Exercise goal: In the OpenSSL code excerpt, can you rename "qtls" to "quic_tls" and write out the lines between "openssl/ssl/quic/quic_tls.c" and "parse_transport_params_cb, qtls))", inclusive?

Document segment:
[start]
I assume @wbl is referring to this code:

openssl/ssl/quic/quic_tls.c

Lines 758 to 768 in 067fbc0

if (!ossl_tls_add_custom_ext_intern(NULL, &sc->cert->custext,
qtls->args.is_server ? ENDPOINT_SERVER
: ENDPOINT_CLIENT,
TLSEXT_TYPE_quic_transport_parameters,
SSL_EXT_TLS1_3_ONLY
| SSL_EXT_CLIENT_HELLO
| SSL_EXT_TLS1_3_ENCRYPTED_EXTENSIONS,
add_transport_params_cb,
free_transport_params_cb, qtls,
parse_transport_params_cb, qtls))
[end]
Material:
[start]
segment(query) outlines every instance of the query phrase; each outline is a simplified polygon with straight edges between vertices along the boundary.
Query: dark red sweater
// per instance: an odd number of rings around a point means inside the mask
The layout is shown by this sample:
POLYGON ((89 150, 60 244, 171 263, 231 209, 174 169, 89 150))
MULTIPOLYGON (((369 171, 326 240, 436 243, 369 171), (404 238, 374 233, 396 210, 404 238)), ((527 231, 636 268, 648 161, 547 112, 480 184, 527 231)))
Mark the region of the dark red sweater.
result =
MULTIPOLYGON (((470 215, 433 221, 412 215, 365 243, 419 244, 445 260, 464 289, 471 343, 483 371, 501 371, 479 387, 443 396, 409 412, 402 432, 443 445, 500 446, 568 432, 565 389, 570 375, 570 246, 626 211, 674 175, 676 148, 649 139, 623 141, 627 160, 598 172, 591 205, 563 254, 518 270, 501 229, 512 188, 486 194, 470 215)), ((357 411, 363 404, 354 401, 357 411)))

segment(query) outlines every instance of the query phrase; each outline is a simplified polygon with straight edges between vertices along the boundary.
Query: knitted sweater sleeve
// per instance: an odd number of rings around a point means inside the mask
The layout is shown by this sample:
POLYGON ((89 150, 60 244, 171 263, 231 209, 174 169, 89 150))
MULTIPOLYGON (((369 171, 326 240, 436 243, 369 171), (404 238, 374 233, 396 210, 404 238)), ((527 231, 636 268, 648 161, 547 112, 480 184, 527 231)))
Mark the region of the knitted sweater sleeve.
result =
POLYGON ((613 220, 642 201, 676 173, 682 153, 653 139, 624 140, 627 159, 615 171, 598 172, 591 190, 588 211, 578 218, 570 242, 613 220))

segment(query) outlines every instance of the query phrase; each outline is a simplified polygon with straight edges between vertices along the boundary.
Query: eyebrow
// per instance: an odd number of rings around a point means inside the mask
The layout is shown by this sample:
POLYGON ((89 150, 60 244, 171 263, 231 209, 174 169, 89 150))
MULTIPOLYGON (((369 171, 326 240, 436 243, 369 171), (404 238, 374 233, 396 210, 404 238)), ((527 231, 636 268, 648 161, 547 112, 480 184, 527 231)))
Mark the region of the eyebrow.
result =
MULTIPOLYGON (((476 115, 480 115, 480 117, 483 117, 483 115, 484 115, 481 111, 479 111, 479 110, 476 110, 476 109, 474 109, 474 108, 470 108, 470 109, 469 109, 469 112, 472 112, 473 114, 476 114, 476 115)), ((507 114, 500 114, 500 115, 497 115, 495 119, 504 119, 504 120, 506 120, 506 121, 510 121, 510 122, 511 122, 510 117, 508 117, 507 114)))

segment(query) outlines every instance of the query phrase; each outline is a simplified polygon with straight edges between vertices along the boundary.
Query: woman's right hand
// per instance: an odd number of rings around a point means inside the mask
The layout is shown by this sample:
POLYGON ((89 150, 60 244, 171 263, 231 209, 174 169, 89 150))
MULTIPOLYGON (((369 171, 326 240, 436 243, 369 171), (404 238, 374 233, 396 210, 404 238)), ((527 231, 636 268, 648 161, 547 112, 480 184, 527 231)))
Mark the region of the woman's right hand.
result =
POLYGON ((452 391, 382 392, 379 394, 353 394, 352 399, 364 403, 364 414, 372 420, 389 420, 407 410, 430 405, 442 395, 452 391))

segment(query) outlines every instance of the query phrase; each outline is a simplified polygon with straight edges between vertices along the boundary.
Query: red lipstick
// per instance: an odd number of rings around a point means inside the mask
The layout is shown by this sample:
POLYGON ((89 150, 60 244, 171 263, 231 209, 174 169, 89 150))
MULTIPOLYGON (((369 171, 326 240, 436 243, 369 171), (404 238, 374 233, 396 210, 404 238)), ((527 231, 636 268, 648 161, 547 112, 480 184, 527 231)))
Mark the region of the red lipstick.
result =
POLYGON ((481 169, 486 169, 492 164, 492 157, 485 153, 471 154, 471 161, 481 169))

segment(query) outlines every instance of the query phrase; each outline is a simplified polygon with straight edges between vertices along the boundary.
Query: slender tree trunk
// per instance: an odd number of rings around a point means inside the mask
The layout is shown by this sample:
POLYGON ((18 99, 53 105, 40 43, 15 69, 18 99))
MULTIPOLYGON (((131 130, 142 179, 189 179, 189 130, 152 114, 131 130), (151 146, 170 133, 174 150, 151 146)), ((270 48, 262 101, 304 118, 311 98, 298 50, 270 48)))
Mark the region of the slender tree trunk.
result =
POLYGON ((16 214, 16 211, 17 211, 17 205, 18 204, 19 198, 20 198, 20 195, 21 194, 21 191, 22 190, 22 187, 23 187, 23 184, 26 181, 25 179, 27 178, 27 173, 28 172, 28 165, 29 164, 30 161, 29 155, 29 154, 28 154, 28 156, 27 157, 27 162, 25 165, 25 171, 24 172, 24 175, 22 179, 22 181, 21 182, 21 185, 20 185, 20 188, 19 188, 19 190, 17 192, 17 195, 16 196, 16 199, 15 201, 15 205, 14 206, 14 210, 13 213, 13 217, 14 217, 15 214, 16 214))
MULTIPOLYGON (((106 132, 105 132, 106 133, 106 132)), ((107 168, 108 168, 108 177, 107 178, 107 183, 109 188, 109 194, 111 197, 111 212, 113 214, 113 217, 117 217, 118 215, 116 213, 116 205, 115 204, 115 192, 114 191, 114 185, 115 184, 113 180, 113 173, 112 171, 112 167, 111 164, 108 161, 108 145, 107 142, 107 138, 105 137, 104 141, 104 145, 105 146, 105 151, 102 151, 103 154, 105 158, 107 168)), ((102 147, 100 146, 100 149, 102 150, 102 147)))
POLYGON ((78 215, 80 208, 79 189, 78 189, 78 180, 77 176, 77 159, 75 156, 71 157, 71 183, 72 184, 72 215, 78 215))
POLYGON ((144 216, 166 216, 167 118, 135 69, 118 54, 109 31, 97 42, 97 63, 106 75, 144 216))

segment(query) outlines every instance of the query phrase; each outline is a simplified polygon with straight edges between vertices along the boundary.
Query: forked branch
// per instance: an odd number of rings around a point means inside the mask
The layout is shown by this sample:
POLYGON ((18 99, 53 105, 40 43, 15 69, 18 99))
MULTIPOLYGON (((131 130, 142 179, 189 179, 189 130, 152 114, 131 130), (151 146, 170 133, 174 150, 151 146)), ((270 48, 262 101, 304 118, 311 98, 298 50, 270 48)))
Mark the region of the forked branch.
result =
[end]
Solved problem:
openssl/ssl/quic/quic_tls.c

Lines 758 to 768 in 067fbc0

if (!ossl_tls_add_custom_ext_intern(NULL, &sc->cert->custext,
quic_tls->args.is_server ? ENDPOINT_SERVER
: ENDPOINT_CLIENT,
TLSEXT_TYPE_quic_transport_parameters,
SSL_EXT_TLS1_3_ONLY
| SSL_EXT_CLIENT_HELLO
| SSL_EXT_TLS1_3_ENCRYPTED_EXTENSIONS,
add_transport_params_cb,
free_transport_params_cb, quic_tls,
parse_transport_params_cb, quic_tls))